Written exercise: Starting with the line that contains "of the tarmac" and continuing through the last of the items, rewrite those lines with "side window" swapped for "cabin window". Keep everything else identical.

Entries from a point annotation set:
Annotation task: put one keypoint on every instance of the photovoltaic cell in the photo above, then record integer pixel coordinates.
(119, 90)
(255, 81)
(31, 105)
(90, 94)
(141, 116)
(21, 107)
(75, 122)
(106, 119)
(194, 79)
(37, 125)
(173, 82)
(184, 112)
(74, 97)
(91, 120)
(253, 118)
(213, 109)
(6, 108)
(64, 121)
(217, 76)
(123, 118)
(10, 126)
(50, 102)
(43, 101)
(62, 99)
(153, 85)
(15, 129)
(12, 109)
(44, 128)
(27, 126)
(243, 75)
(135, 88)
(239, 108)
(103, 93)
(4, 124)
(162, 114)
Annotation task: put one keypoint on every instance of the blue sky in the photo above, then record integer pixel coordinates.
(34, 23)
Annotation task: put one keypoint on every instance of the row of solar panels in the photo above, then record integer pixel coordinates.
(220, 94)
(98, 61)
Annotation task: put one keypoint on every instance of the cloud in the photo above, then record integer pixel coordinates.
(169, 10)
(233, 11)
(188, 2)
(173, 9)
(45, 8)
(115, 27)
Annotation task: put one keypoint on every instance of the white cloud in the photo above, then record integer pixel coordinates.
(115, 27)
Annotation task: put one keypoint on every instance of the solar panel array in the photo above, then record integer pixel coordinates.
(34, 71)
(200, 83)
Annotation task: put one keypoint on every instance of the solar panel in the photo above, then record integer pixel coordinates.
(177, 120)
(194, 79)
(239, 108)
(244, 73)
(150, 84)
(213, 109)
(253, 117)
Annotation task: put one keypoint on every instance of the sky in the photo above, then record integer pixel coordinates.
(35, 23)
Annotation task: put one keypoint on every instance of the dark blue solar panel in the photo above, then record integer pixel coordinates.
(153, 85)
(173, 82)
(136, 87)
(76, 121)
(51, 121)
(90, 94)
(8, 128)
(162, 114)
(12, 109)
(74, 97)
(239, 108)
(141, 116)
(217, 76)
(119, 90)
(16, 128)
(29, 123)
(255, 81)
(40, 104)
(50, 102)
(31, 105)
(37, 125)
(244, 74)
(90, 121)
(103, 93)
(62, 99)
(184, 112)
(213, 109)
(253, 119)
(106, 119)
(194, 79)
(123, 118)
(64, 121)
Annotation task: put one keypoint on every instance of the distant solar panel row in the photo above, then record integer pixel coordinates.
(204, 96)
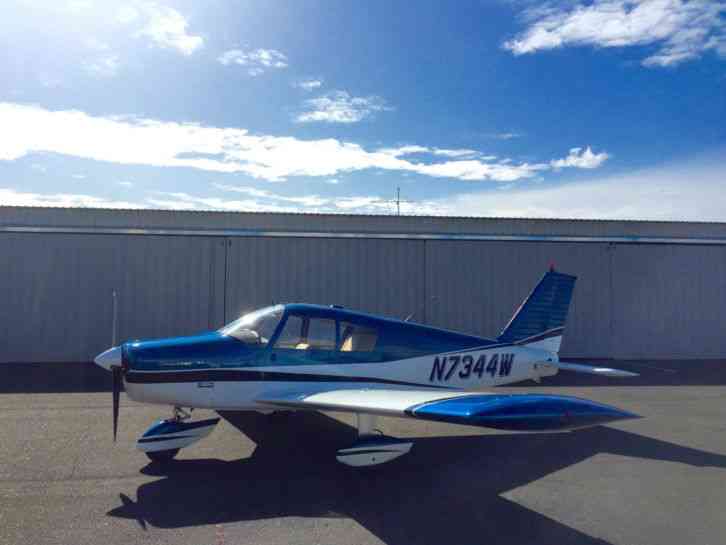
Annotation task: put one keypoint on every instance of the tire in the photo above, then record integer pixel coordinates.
(162, 456)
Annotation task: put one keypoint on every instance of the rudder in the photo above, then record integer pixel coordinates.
(541, 318)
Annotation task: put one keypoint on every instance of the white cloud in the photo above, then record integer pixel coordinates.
(504, 135)
(404, 150)
(12, 197)
(106, 66)
(127, 140)
(308, 84)
(256, 60)
(164, 26)
(341, 107)
(684, 192)
(306, 201)
(455, 153)
(679, 30)
(580, 158)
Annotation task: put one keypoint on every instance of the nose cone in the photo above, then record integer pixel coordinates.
(109, 358)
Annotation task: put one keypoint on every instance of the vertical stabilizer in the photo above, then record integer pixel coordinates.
(540, 319)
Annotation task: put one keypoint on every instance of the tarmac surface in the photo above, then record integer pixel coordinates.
(658, 480)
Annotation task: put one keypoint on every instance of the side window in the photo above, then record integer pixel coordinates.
(302, 333)
(291, 335)
(321, 334)
(357, 338)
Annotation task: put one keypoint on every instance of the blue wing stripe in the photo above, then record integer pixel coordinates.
(521, 412)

Final result:
Annotation task: put one keypoint on every instance of the tarmac surface in the photo above, then record integer pixel coordinates.
(658, 480)
Annotation task: put one keypoint on every instance of the cabin window in the photo above, then record integer pixel coordinates.
(302, 333)
(291, 335)
(321, 334)
(357, 338)
Annotation task: put one keypoint on every instance of the blue wing stripe in the photo above, then record integer pixel coordinates.
(521, 412)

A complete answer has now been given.